══ Given text

# Spigot leaking



## BDKS (Feb 7, 2009)

I have had nothing but trouble with the fermenting bucket spigot. I took it apart. Cleaned up opening in the bucket again. Then re-assembled. It sat for hours tonight with no leaks. I moved it into a large plastic bin and added water with bentonite, still no leaks. Added riesling kit. Still no leaks. Stirred and it started leaking. Adjusted the spout to stop the leaking. Cleaned up the bin. Hopefully it holds for length of fermentation. I am about to throw it out and order an un-drilled bucket and siphon from now on. I am so frustrated with it....




Was reading about German wines, might add German cuss words to my studies....

Any advice would be appreciated. Now that I have vented.


----------



## gaudet (Feb 7, 2009)

I had a plain bucket, wanted the spigot. Ordered a spigot and drilled the hole and screwed the bucket up. Ordered another bucket with pre drilled hole for spigot. Don't like that bucket. It doesn't leak, but I just don't like it for fermenting. I ended up buying another fermenting bucket. 

Did you put the gaskets on both sides of the bucket? If it still leaks you may have a bad gasket. It also may be too tight as well. I saw mine leak when the gasket was too compressed. Loosening it fixed that leak.


----------



## BDKS (Feb 7, 2009)

gaudet said:


> I had a plain bucket, wanted the spigot. Ordered a spigot and drilled the hole and screwed the bucket up. Ordered another bucket with pre drilled hole for spigot. Don't like that bucket. It doesn't leak, but I just don't like it for fermenting. I ended up buying another fermenting bucket.
> 
> Did you put the gaskets on both sides of the bucket? If it still leaks you may have a bad gasket. It also may be too tight as well. I saw mine leak when the gasket was too compressed. Loosening it fixed that leak.



I put new gaskets on it. One on each side of bucket. Did not tighten too much. It was holding until I started stirring. It seems to be holding for now. 

Is there a metal spigot alternative that can replace it? It seems that the mixing loosened the nut. I had to re-tighten. But if you tighten too much it leaks.


----------



## grapeman (Feb 7, 2009)

════
══ Data extract

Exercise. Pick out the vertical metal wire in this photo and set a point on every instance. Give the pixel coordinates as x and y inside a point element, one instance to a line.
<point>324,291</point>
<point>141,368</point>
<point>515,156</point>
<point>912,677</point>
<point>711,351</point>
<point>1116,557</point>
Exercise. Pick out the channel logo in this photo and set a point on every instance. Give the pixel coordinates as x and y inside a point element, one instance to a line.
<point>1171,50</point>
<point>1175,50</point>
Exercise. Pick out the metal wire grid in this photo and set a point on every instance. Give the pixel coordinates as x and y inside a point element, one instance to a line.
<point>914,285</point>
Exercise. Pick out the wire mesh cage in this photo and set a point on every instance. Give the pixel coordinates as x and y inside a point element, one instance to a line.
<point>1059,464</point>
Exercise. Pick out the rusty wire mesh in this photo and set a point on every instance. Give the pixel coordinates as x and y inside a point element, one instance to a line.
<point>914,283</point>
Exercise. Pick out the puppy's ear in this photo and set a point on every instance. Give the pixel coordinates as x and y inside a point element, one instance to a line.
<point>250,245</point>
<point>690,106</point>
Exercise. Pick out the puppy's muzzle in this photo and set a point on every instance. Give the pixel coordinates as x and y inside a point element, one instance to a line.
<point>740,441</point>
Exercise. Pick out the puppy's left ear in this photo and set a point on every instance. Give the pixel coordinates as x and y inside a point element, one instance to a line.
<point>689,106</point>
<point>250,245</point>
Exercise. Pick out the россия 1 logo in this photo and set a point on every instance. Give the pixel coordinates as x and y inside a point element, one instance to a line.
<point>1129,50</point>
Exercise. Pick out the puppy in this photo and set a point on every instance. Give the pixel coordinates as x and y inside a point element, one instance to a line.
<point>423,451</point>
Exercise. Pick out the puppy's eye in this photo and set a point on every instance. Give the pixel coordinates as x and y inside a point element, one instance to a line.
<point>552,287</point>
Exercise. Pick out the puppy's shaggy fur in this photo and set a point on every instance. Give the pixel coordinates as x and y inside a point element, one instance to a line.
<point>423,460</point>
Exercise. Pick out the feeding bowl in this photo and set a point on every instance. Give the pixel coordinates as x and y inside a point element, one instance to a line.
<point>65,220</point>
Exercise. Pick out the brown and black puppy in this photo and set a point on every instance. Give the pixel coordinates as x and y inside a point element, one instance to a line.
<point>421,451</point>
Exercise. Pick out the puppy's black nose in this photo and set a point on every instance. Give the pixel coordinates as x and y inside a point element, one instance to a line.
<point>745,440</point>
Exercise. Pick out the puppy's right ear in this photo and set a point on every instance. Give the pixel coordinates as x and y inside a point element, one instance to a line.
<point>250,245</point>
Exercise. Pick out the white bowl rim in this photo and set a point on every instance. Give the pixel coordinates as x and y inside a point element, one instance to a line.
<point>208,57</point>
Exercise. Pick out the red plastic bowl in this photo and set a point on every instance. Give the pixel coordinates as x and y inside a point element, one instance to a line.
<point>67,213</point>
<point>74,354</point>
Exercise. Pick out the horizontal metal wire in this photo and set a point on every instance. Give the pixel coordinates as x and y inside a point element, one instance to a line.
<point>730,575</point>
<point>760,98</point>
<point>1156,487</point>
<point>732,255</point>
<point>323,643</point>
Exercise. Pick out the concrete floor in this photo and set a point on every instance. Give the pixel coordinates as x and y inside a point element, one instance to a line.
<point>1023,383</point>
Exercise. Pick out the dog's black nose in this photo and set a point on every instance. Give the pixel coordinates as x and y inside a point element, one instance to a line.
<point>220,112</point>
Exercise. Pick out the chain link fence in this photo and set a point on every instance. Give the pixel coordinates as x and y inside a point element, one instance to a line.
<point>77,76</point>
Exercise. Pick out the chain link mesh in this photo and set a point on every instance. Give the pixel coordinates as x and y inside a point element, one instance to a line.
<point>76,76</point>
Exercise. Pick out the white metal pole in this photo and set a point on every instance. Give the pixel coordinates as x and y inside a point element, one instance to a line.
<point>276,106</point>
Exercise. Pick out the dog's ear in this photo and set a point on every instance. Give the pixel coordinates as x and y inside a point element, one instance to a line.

════

Set tasks
A) Translate this sentence from the forum thread about the leaking spigot into Spanish: "It was holding until I started stirring."
B) Resume the forum thread about the leaking fermenting bucket spigot, picking up right after its final line.
The items are not needed for what comes next.

Answer list
A) Aguantaba hasta que empecé a remover.

B)
Generally when they leak it is because they were tightened too much. Be sure not to tighten a lot. Also avoid putting pressure on the spigot. Sometimes I tilt my bucket and let it go into a carboy opening. If you arent carefull it can put too much pressure on it and it could start leaking.


----------



## Rocky_Top (Feb 7, 2009)

Everyone keeps telling me how great the spigot is. I had one for six months. I never used the spigot. It leaked the first time I used it. I had to reach into the bucket to fix it. I could not sleep at night . Will I have an empty bucket in the morning? I replaced the bucket with a 9 gallon bucket. Last week I wanted to start a new batch so I got the spigot bucket back out. I replaced the gaskets, and started new. I filled it checked for leaks. No leaks. 4 hours later no leaks. The next morning I found an empty bucket upstairs and a ruined ceiling down stairs. My spigot bucket and a pile of sheetrock was picked up by the trash man last Tuseday. Too tight, too loose, and broken nut. all in six months. The flaw is that there is a hole in the bucket.


----------



## BDKS (Feb 7, 2009)

Think I might retire it to garden use after this batch. Put metal spigot on it. Use it for mixing fertilizer. At least mine is sitting in plastic tub large enough to contain 6 gallons.


----------



## Tom (Feb 7, 2009)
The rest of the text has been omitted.